[SET EXERCISE] Count the lines below that contain the string "pigeon", and reply with that number alone.
─── GIVEN ENTRIES ───
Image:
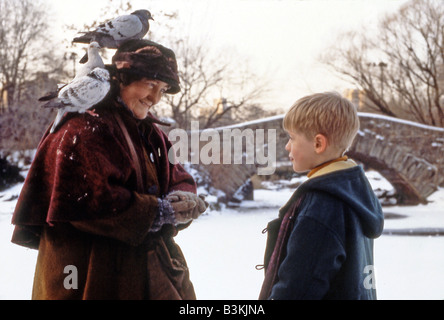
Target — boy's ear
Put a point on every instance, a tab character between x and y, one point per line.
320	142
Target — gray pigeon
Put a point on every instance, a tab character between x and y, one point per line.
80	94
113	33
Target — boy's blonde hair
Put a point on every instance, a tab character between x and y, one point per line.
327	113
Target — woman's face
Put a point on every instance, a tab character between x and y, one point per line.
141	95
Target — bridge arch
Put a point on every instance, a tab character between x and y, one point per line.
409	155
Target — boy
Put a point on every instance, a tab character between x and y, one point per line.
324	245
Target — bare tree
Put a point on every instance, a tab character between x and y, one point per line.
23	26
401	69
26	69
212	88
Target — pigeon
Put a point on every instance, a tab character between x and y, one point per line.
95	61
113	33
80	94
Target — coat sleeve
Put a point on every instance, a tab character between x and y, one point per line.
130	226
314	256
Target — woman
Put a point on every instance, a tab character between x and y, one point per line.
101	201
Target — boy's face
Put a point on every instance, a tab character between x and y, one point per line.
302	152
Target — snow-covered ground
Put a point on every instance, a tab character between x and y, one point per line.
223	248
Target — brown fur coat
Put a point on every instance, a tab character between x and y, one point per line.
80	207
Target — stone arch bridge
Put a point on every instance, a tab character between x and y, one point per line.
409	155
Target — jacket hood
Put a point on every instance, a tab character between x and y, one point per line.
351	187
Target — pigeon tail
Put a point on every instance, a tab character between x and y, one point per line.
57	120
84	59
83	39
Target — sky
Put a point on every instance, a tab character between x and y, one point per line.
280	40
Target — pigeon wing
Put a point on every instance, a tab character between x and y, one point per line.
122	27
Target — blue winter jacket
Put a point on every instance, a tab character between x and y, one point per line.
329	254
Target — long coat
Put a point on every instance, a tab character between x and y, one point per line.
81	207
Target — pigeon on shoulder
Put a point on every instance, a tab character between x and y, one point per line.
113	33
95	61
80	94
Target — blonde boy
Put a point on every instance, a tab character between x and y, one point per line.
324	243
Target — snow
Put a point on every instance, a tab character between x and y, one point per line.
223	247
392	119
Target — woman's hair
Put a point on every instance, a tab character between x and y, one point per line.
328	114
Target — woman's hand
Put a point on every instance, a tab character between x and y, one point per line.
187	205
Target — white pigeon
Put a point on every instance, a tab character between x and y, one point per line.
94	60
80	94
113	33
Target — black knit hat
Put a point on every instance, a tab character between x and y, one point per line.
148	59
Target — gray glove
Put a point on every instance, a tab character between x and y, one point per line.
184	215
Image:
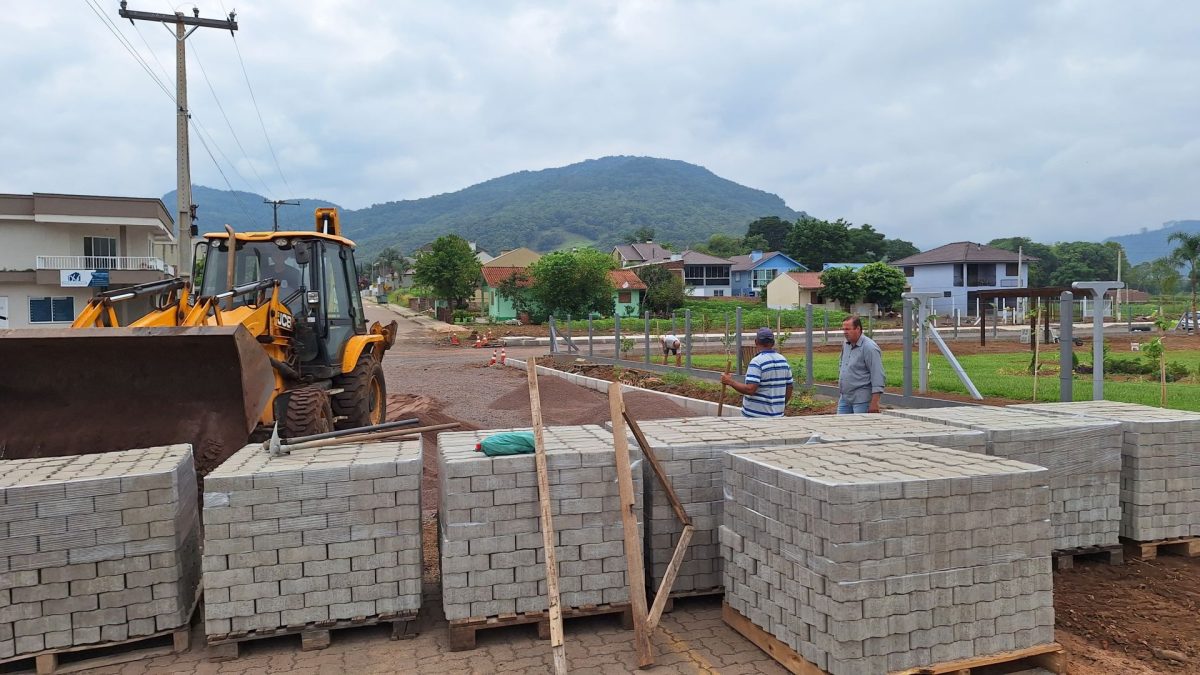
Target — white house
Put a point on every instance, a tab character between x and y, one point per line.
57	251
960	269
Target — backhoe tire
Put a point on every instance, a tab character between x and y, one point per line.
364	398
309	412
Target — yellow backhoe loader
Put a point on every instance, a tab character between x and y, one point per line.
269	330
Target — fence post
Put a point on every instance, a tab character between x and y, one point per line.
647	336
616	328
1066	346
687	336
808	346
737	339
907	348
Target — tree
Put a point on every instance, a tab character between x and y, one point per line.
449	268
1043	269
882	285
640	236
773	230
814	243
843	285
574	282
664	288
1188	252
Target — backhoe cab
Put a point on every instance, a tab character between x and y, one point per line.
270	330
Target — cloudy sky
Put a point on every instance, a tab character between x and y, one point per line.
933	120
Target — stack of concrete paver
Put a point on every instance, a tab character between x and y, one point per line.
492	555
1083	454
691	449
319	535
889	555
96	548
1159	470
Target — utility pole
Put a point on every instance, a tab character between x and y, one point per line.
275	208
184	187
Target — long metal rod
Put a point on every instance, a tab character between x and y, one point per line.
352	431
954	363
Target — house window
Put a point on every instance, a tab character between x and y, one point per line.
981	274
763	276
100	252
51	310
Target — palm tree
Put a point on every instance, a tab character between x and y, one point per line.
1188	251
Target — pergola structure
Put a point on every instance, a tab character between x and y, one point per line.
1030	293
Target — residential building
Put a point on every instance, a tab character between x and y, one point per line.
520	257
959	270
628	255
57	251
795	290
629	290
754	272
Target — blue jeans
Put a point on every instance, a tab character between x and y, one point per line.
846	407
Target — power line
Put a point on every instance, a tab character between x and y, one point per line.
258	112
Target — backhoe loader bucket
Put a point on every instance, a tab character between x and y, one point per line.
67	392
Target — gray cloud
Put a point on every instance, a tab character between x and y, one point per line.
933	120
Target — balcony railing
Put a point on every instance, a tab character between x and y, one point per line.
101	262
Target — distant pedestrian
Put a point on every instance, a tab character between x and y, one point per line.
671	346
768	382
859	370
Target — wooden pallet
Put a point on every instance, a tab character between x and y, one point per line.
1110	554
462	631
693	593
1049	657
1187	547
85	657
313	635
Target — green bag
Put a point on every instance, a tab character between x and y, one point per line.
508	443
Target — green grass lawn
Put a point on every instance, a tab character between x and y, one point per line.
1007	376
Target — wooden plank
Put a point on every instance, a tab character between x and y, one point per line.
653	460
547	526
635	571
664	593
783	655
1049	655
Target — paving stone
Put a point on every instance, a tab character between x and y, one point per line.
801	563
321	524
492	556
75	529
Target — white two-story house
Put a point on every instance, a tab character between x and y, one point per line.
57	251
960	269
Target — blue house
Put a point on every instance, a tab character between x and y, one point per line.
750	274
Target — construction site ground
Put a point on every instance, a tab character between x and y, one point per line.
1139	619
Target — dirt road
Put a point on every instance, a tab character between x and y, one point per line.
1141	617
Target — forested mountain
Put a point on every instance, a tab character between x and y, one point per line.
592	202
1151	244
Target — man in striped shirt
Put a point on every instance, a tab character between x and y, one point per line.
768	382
───
─── GIVEN ENTRIES ───
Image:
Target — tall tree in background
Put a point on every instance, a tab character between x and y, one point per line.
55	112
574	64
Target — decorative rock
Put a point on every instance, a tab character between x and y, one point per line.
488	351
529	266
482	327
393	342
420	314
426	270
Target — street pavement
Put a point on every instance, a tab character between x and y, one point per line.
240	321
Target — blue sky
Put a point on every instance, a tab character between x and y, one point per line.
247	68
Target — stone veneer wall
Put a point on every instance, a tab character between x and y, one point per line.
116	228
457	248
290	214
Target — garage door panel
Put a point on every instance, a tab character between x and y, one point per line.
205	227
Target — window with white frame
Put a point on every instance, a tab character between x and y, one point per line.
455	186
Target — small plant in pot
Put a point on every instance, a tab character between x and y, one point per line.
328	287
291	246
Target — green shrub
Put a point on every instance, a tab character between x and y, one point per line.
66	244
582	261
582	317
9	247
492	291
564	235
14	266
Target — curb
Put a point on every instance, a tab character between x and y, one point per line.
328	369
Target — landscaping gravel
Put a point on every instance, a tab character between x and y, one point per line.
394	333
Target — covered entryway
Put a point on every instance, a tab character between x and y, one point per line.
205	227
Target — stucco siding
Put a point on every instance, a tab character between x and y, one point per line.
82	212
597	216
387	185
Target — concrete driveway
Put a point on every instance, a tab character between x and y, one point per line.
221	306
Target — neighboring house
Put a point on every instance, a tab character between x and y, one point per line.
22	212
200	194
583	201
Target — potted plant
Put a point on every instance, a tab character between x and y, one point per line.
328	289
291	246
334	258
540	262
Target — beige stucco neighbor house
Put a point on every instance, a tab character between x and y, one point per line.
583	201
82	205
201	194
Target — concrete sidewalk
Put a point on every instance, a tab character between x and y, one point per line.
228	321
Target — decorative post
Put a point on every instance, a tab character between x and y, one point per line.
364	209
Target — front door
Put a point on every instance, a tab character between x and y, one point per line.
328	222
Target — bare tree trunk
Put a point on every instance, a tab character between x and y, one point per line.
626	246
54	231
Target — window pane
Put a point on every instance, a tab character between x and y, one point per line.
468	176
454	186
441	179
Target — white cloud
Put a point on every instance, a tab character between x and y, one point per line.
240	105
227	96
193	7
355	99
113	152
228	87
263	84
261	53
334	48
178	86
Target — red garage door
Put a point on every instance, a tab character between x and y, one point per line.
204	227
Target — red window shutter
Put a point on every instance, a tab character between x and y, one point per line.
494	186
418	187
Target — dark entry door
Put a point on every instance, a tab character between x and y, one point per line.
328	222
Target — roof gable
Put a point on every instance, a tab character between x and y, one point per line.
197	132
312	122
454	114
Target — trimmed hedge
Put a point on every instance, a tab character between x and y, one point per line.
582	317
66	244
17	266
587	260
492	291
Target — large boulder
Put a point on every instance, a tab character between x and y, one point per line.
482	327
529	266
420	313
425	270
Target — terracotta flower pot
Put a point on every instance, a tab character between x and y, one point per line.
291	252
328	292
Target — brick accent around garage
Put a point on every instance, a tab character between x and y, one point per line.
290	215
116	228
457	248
───
─── GIVEN ENTRIES ───
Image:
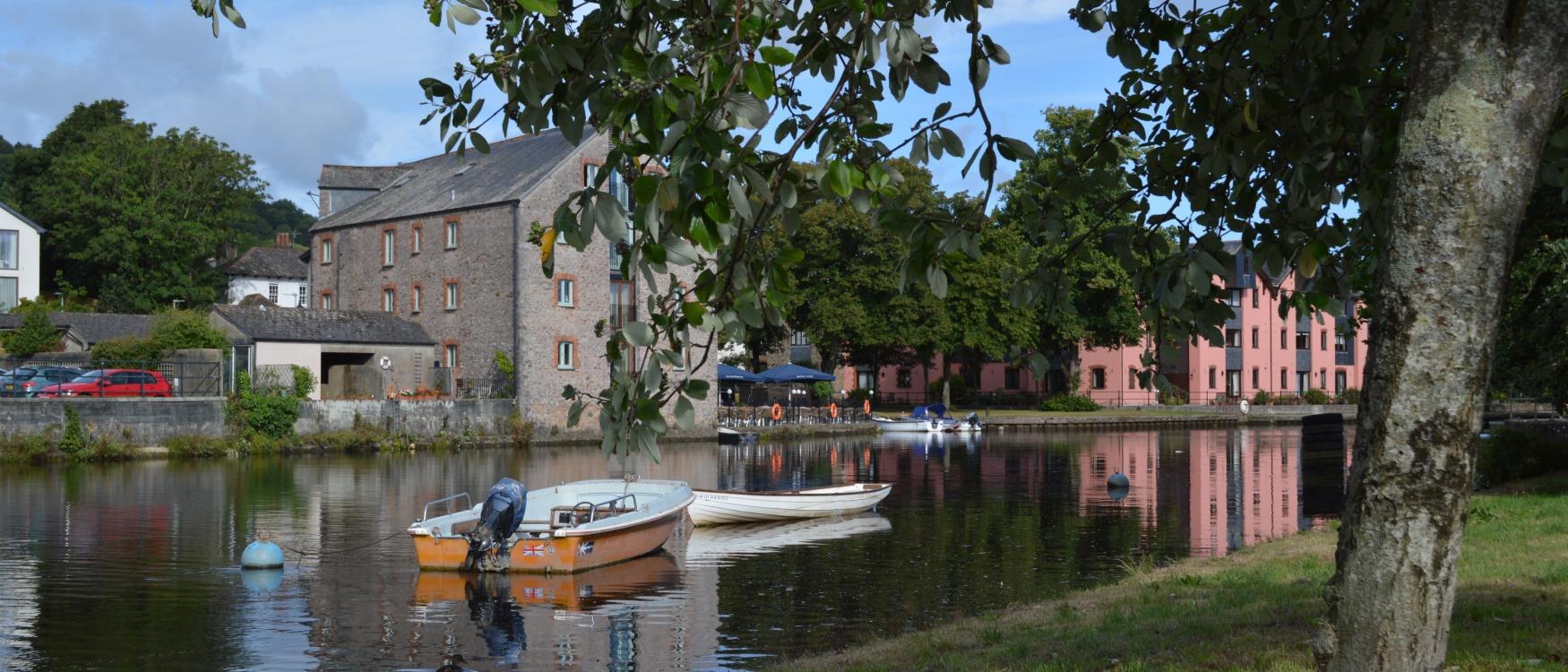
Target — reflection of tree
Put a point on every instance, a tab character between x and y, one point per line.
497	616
───
[SOLVED PROBLEM] 6